-- BRIEF --
Pick out each line of the records below that contains the word "hair" and copy those lines in full.

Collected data
┄┄┄┄┄┄┄┄┄┄
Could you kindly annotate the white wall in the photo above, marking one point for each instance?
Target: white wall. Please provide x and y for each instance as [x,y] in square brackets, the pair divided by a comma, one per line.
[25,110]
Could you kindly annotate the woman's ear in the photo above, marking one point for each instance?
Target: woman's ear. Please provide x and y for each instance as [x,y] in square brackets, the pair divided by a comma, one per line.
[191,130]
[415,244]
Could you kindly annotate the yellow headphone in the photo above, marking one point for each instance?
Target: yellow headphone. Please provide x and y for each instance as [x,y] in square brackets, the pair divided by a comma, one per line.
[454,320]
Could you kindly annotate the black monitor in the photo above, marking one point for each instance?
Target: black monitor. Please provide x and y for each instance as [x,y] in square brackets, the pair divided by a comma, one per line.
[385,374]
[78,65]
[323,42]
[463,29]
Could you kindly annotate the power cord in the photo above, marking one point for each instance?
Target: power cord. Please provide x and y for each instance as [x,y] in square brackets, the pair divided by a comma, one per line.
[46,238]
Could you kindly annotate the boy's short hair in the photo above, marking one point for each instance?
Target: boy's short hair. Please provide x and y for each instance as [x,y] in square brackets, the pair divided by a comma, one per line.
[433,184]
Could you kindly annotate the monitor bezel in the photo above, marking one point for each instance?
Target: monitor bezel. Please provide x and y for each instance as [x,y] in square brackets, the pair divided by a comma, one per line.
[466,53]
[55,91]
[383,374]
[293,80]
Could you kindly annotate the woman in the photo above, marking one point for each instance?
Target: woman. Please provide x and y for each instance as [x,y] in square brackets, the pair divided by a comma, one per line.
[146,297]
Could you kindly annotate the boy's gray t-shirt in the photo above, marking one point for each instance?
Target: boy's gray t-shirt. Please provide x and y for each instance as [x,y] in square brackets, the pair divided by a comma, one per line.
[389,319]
┄┄┄┄┄┄┄┄┄┄
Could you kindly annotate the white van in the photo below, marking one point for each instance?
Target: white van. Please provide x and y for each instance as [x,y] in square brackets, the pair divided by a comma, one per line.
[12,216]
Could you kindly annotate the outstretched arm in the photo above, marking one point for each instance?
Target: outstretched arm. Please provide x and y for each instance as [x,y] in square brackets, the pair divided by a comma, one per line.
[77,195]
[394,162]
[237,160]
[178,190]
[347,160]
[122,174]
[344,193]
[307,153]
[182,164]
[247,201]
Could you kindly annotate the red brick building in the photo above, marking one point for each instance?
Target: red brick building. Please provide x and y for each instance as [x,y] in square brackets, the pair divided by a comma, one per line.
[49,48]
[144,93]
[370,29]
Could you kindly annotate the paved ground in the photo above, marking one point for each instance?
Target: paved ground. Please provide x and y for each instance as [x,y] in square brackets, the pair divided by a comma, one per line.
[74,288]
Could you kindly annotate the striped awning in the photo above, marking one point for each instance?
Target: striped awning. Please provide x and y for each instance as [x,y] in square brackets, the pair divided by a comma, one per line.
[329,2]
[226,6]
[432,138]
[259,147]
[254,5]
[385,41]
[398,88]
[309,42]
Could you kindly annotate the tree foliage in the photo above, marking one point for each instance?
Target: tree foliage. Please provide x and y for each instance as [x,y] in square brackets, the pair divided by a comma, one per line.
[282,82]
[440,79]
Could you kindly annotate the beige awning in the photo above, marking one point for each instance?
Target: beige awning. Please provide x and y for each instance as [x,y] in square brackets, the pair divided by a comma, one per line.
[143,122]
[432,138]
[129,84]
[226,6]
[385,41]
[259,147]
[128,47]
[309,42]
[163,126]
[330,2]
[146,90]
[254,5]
┄┄┄┄┄┄┄┄┄┄
-- FULL ANSWER --
Could you kindly annotate the boy's short hair in the photo above, marking one point for each instance?
Target: boy's short hair. Please provide x and y for each instance as [x,y] in square brackets, the pair divided by a comma, one per line.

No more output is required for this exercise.